[THE INPUT start]
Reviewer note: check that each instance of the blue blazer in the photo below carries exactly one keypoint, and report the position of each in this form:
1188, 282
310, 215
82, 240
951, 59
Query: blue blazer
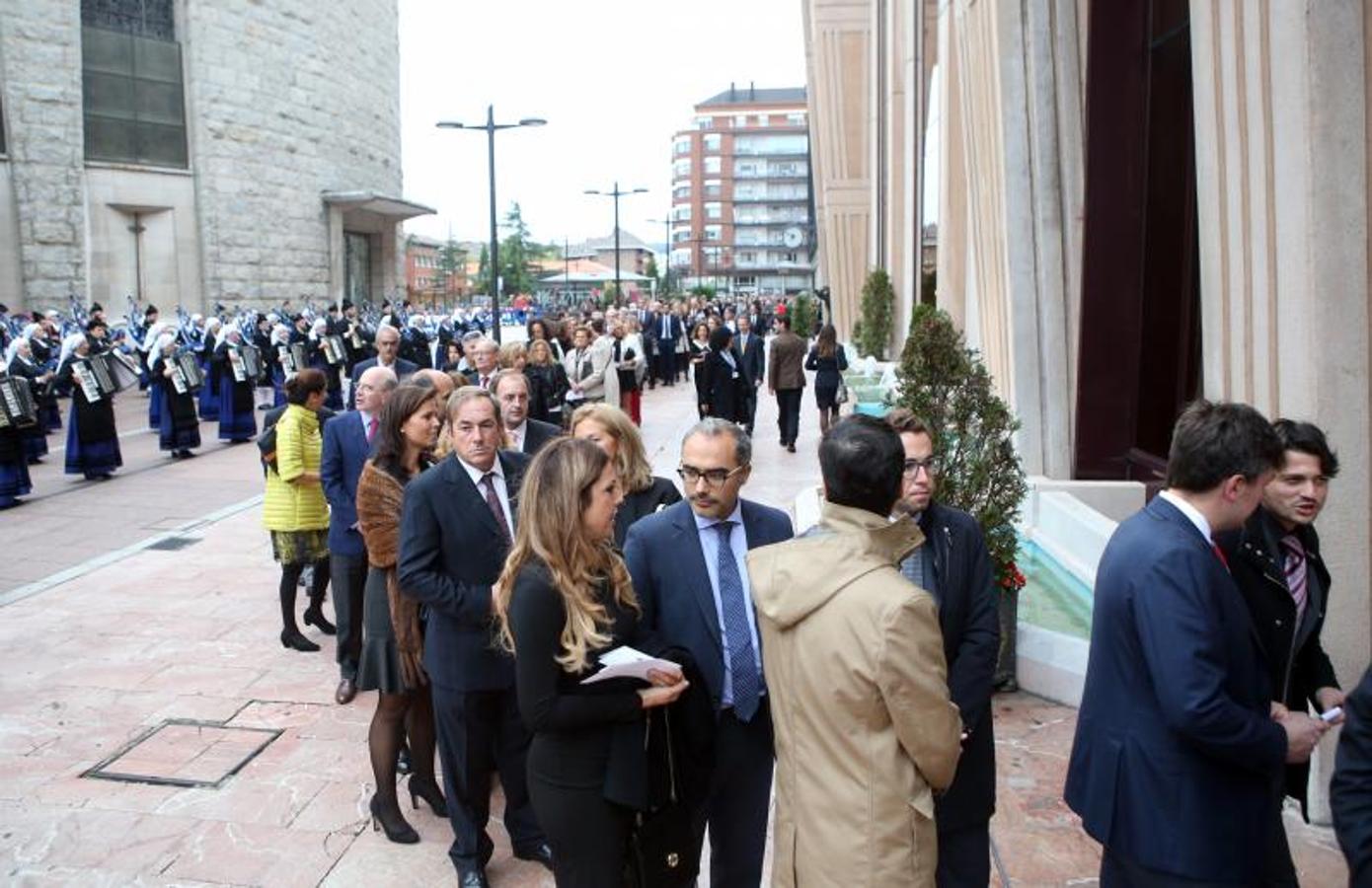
672, 583
452, 552
345, 450
1176, 759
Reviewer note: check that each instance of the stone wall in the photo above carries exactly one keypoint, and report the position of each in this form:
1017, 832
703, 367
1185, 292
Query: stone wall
287, 101
40, 74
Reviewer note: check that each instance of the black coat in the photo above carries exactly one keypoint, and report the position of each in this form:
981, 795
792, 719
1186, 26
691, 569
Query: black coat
726, 389
1350, 790
971, 639
1293, 653
452, 552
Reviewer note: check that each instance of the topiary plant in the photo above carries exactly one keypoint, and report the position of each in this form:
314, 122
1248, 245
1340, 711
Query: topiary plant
878, 313
947, 385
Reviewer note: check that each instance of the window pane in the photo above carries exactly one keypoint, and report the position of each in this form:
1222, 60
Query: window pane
106, 51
[THE INPUT end]
WRITTEN INSTRUCTION: Rewrite all the records line by line, requests included and pictures left out, and shift every keypoint coordinate in the answers by -76. Keep the numbers inside the requests unchanged.

ANSWER TO THIS PROBLEM:
Reviewer note: check that each instance of the blue blazer in the photo below carries exactly one keypoint, and report the position of each in this form:
1188, 282
310, 215
82, 240
951, 59
Query: blue blazer
596, 507
376, 476
269, 374
1100, 683
Reviewer note: check that each instance of the stone wall in the photo above carries exactly one keypoint, and report the position of each in this form:
1017, 832
703, 367
1185, 292
Query: stone wall
211, 25
-36, -2
Reviewer note: check that each instance of the black coat in the photo above carries exactly one keypoint, and report the position of each in this form:
981, 795
792, 719
1186, 26
691, 569
Query: black coat
650, 313
1274, 714
895, 563
1217, 577
376, 476
Reviewer note: check that each instance of the topiary plant in the photo above carries exactly one keypoint, and report the position of each in this form:
314, 122
1248, 245
1340, 711
Query: topiary plant
802, 237
871, 309
Reviewer note: check that each instance of the window pane in the photo above carries exactly one keypoint, and report the position of each in this form:
1222, 60
Query: window pane
30, -25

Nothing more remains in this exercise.